Copy exactly the run of lines that begins at the line with "Practice step: identify the dirt" and ends at the final line of the entries.
━━━ The records
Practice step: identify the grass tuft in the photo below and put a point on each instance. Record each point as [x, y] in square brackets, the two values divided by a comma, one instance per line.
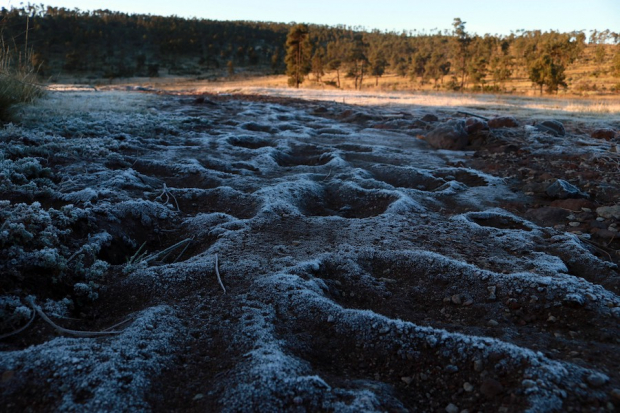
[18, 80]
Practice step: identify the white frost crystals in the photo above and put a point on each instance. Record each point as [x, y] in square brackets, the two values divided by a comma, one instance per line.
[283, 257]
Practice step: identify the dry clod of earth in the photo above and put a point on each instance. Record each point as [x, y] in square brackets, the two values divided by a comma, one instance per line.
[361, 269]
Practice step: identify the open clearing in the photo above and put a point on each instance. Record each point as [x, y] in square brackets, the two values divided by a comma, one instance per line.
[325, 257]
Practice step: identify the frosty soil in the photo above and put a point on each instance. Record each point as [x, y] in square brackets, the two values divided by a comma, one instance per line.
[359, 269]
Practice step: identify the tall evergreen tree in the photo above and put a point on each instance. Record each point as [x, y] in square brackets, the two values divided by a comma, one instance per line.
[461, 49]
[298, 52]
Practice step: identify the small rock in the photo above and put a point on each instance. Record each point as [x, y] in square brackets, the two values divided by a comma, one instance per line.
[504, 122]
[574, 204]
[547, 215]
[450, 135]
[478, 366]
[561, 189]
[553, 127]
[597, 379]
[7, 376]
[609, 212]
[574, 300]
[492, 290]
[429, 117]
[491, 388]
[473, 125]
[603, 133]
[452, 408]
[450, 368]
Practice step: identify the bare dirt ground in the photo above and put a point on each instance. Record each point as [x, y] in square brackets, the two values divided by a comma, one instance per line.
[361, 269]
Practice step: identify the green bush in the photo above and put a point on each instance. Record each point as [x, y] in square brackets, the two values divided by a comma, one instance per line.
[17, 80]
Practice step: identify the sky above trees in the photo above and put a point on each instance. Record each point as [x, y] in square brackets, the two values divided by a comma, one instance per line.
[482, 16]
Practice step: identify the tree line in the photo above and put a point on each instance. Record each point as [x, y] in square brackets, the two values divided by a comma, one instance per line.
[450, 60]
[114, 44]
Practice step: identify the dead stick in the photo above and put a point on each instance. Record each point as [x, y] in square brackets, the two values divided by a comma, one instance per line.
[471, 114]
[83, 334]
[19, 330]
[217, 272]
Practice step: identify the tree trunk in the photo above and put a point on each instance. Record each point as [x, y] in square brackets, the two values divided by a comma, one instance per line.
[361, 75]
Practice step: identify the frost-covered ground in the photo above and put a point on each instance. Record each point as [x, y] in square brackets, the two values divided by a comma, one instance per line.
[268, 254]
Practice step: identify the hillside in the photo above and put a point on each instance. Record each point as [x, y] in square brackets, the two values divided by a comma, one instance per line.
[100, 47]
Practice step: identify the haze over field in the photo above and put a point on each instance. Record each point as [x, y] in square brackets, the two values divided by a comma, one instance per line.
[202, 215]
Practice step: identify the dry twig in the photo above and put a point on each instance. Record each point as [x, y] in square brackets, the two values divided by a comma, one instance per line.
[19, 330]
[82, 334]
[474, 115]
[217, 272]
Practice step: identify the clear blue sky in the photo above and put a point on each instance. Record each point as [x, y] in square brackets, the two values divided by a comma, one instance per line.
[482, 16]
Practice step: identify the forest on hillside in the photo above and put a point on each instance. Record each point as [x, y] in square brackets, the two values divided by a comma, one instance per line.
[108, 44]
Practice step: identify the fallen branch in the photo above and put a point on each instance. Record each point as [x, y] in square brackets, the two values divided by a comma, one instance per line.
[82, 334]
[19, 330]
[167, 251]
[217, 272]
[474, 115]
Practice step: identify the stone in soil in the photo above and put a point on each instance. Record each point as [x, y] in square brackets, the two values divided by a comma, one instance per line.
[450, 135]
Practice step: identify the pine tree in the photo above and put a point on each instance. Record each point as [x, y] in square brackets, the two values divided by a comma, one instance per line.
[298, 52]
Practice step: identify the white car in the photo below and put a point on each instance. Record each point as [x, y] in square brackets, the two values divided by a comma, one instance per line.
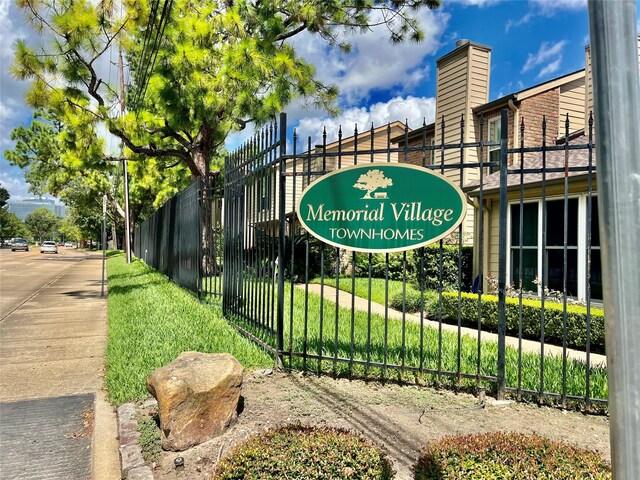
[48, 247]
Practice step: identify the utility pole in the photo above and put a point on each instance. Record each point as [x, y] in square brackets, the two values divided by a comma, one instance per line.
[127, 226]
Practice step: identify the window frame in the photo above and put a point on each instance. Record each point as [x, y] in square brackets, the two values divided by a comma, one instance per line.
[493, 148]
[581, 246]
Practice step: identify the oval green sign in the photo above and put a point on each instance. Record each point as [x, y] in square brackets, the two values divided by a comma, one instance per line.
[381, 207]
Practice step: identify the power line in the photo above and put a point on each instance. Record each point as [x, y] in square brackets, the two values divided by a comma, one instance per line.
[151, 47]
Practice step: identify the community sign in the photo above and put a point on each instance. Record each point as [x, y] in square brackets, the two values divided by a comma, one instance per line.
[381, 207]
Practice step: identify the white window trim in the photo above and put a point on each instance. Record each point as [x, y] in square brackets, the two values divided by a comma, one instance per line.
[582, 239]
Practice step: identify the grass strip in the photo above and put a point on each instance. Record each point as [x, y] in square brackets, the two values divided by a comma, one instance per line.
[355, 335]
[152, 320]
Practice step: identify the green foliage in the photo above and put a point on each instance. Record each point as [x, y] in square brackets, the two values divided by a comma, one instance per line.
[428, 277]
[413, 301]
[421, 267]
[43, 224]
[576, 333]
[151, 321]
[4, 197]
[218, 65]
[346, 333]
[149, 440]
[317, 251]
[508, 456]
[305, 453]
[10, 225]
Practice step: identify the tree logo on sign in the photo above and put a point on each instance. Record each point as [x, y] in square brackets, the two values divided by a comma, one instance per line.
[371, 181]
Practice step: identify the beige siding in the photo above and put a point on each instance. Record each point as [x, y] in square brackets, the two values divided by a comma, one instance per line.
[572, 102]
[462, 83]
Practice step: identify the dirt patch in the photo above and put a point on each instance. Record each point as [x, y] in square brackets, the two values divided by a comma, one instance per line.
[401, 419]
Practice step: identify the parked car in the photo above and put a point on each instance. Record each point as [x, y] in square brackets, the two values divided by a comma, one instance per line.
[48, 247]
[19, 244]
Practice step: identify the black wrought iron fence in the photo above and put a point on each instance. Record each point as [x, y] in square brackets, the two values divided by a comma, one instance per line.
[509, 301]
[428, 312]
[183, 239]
━━━━━━
Written reply ::
Practice step: identify the dirt patch in the photo above and put a point on each instance. Record each point as [x, y] in square brackets, the two values divided by a comma, one instance per line.
[401, 419]
Practice step: identify the parked car in the photo above and put a point on each instance. Record each point as [x, y] in square brackets, the two values divided by a comma, one instance per line.
[48, 247]
[19, 244]
Practice step: identify the black wrought iron fence in the photo above and put a point on each instance. Record each point as [x, y] in square brackets, the two values divided by a comma, one instance per line.
[509, 301]
[428, 312]
[183, 239]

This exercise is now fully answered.